**Task to complete**: Arrange every one of the lines below as a Markdown table with two columns, No. and Line, numbering the rows and skipping any blank lines.

Start Entries shown

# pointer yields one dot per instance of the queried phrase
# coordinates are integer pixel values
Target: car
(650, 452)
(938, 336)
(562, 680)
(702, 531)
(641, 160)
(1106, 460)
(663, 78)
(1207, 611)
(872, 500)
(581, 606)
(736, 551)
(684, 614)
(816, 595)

End Entries shown

**Written solution**:
| No. | Line |
|---|---|
| 1 | # pointer yields one dot per instance of the queried phrase |
| 2 | # coordinates are integer pixel values |
| 3 | Target: car |
| 4 | (650, 452) |
| 5 | (938, 336) |
| 6 | (562, 680) |
| 7 | (702, 531) |
| 8 | (641, 160) |
| 9 | (1106, 460) |
| 10 | (663, 78) |
| 11 | (1207, 611) |
| 12 | (872, 500) |
| 13 | (581, 606) |
| 14 | (736, 551) |
| 15 | (684, 614) |
| 16 | (816, 595) |